## Reading passage
The traumatized kids return on a bus, guided by Krusty. The kids are taken to therapy and the therapist says to Marge to keep an eye on Bart. Back at home, Bart fakes PTSD and interrupts Homer and Marge's sexual activity. The next day, Bart stays at home watching TV. With Bart on their bed and being unable to have fun with Marge, Homer goes to work early and finds out what happens when the Power Plant is empty. Bart has a nightmare of the camp when they went on the canoe and asks Lisa for help. Homer gets more productive than ever and gets a raise by Mr. Burns while Bart and Lisa go to the amusement park where they cut the line thanks to the trauma they suffered from.

Homer refuses to have sex with Marge and she thinks they need the help of a therapist too who suggests taking the kids back to Kamp Krusty, which was transformed into an adult retreat called Klub Krusty. Bart and Lisa find a cabin they have visited after escaping with the canoe and remember another kid with them named Charlie who fell in the rapids and never came back up. Marge and Homer have some fun at the club while Bart and Lisa report Charlie missing to the club security which reveals he's alive, and also that Charlie is not a kid but a little person. During the credits, shots of Homer Simpson clones are shown at work as a Barry White-like singer is heard singing in the background about not wanting to be intimate with the object of the song.

==Production==
"Kamp Krustier" is a direct sequel to the fourth season episode "Kamp Krusty" and the series' first direct sequel of a previous episode. Both "Kamp Krusty" and this episode were written by David M. Stern, who had not written for the show since 1999.

Michael Sheen and Lizzy Caplan were cast as William Masters and Virginia Johnson, respectively, reprising their roles from the television series Masters of Sex. Executive producer Al Jean stated that they would tell Homer and Marge to blame their kids for ruining their sex life. Regarding her recording experience, Caplan said she was able to see the production offices and memorabilia and that she received a gift bag.

==Cultural references==
When Homer and Marge are about to have sex, his brain plays Adagio for Strings by Samuel Barber followed by Boléro by Maurice Ravel. The episode's opening pokes fun at president Donald Trump, with his "new ride", Air Force One, also depicting Vladimir Putin with a Pegasus.

Collected data entries
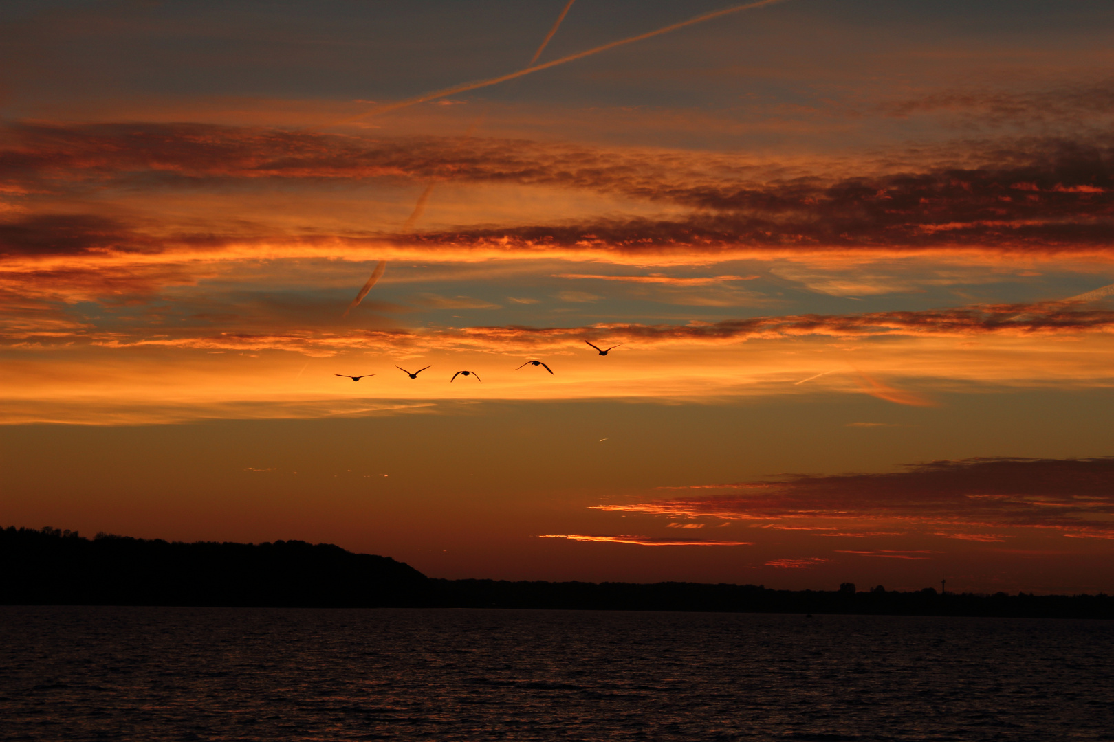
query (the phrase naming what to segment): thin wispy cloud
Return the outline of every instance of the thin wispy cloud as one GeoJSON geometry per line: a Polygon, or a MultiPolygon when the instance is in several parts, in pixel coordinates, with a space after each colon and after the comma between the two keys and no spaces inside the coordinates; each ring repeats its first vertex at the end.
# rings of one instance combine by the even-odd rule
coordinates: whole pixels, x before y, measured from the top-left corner
{"type": "Polygon", "coordinates": [[[714,541],[697,538],[671,538],[668,536],[622,536],[622,535],[585,535],[579,533],[548,534],[538,538],[567,538],[612,544],[635,544],[638,546],[753,546],[750,541],[714,541]]]}

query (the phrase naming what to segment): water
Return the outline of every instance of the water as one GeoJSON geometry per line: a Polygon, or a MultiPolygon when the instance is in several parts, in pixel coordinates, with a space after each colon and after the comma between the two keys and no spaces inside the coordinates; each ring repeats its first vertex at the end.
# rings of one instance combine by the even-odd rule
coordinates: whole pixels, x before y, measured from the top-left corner
{"type": "Polygon", "coordinates": [[[1114,740],[1114,623],[0,607],[3,740],[1114,740]]]}

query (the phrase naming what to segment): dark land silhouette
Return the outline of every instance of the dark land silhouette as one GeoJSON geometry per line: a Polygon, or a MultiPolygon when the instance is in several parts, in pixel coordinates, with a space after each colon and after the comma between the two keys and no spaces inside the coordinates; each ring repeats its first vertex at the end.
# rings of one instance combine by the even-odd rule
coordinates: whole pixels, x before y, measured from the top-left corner
{"type": "Polygon", "coordinates": [[[0,528],[0,604],[457,607],[1114,619],[1114,597],[771,590],[682,582],[436,580],[332,544],[167,542],[0,528]]]}

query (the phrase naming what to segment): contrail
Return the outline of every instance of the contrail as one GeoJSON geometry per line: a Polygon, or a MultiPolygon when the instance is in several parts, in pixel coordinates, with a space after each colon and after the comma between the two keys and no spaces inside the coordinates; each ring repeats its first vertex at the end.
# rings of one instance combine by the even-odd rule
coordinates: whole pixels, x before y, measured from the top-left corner
{"type": "Polygon", "coordinates": [[[633,36],[628,39],[619,39],[618,41],[612,41],[610,43],[605,43],[604,46],[596,47],[595,49],[588,49],[587,51],[579,51],[575,55],[561,57],[560,59],[554,59],[551,61],[545,62],[544,65],[532,65],[530,67],[527,67],[526,69],[518,70],[517,72],[509,72],[507,75],[500,75],[499,77],[488,78],[487,80],[478,80],[475,82],[461,82],[460,85],[452,86],[451,88],[444,88],[443,90],[437,90],[436,92],[427,92],[416,98],[408,98],[407,100],[400,100],[395,103],[380,106],[379,108],[373,108],[364,113],[342,119],[338,123],[348,123],[350,121],[358,121],[369,116],[375,116],[377,113],[397,111],[400,108],[408,108],[410,106],[423,103],[427,100],[444,98],[446,96],[452,96],[458,92],[467,92],[469,90],[476,90],[478,88],[487,88],[488,86],[498,85],[499,82],[506,82],[507,80],[514,80],[525,75],[530,75],[532,72],[539,72],[541,70],[549,69],[550,67],[557,67],[558,65],[564,65],[565,62],[570,62],[576,59],[583,59],[585,57],[590,57],[592,55],[598,55],[600,51],[607,51],[608,49],[614,49],[615,47],[622,47],[627,43],[634,43],[635,41],[642,41],[643,39],[649,39],[655,36],[661,36],[662,33],[676,31],[678,28],[685,28],[686,26],[703,23],[704,21],[710,21],[713,18],[720,18],[721,16],[737,13],[740,11],[751,10],[753,8],[763,8],[765,6],[772,6],[779,2],[785,2],[785,0],[759,0],[759,2],[749,2],[744,6],[734,6],[732,8],[724,8],[723,10],[715,10],[710,13],[704,13],[703,16],[696,16],[695,18],[690,18],[688,20],[681,21],[680,23],[673,23],[672,26],[659,28],[656,31],[649,31],[648,33],[639,33],[638,36],[633,36]]]}
{"type": "Polygon", "coordinates": [[[817,374],[815,376],[810,376],[809,378],[802,378],[800,382],[793,382],[793,386],[797,386],[798,384],[804,384],[805,382],[811,382],[814,378],[820,378],[821,376],[828,376],[828,374],[834,374],[834,373],[836,372],[833,370],[823,372],[822,374],[817,374]]]}
{"type": "MultiPolygon", "coordinates": [[[[414,222],[418,221],[418,219],[421,219],[422,212],[426,211],[426,201],[429,200],[430,195],[433,192],[433,186],[436,185],[437,181],[433,181],[428,186],[426,186],[426,190],[421,192],[421,196],[418,197],[418,202],[414,204],[414,210],[410,212],[410,218],[408,218],[407,222],[402,225],[402,231],[409,231],[410,229],[413,228],[414,222]]],[[[362,297],[363,294],[361,294],[360,296],[362,297]]]]}
{"type": "Polygon", "coordinates": [[[1079,294],[1078,296],[1073,296],[1065,301],[1095,301],[1096,299],[1104,299],[1111,294],[1114,294],[1114,284],[1110,286],[1103,286],[1102,288],[1096,288],[1093,291],[1087,291],[1086,294],[1079,294]]]}
{"type": "Polygon", "coordinates": [[[565,9],[561,10],[560,16],[557,17],[557,22],[555,22],[554,27],[549,29],[549,33],[546,33],[546,38],[543,39],[541,46],[538,47],[538,50],[534,52],[534,57],[530,58],[531,66],[534,62],[538,61],[538,57],[540,57],[541,52],[546,50],[547,46],[549,46],[549,40],[554,38],[554,33],[556,33],[557,29],[560,28],[560,22],[565,20],[565,16],[568,16],[568,9],[573,7],[574,2],[576,2],[576,0],[568,0],[568,2],[565,3],[565,9]]]}
{"type": "MultiPolygon", "coordinates": [[[[546,33],[546,38],[541,40],[541,46],[538,47],[538,50],[534,52],[534,57],[530,58],[530,65],[538,61],[538,57],[540,57],[541,52],[545,51],[546,46],[549,43],[549,40],[554,38],[557,29],[560,28],[561,21],[565,20],[565,16],[568,14],[568,9],[573,7],[574,2],[576,2],[576,0],[568,0],[568,2],[565,3],[565,8],[560,11],[560,16],[558,16],[557,20],[554,22],[554,27],[549,29],[549,33],[546,33]]],[[[529,67],[529,65],[527,65],[527,67],[529,67]]],[[[477,117],[477,119],[469,125],[468,131],[465,132],[465,137],[472,136],[472,132],[476,131],[476,128],[486,116],[487,111],[480,113],[479,117],[477,117]]],[[[426,186],[426,190],[421,192],[421,196],[418,197],[418,202],[414,204],[414,210],[410,212],[410,218],[408,218],[405,224],[402,225],[403,231],[413,229],[413,226],[418,224],[418,219],[421,219],[421,215],[426,212],[426,204],[429,201],[429,197],[433,195],[433,187],[436,185],[436,180],[431,181],[428,186],[426,186]]]]}
{"type": "Polygon", "coordinates": [[[355,309],[356,306],[363,301],[363,297],[368,296],[368,291],[370,291],[371,287],[375,285],[375,281],[382,277],[384,270],[387,270],[387,260],[380,260],[375,264],[375,269],[371,271],[371,278],[368,279],[368,283],[363,285],[360,293],[355,295],[354,299],[352,299],[352,304],[350,304],[349,308],[344,310],[344,314],[341,315],[342,317],[348,317],[348,313],[355,309]]]}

## Brief
Using the "Kamp Krustier" passage above, answer these questions:
1. What is Kamp Krusty called after it becomes an adult retreat?
2. Who wrote both "Kamp Krusty" and "Kamp Krustier"?
3. Which actor plays Virginia Johnson?

## Exercise answer
1. Klub Krusty
2. David M. Stern
3. Lizzy Caplan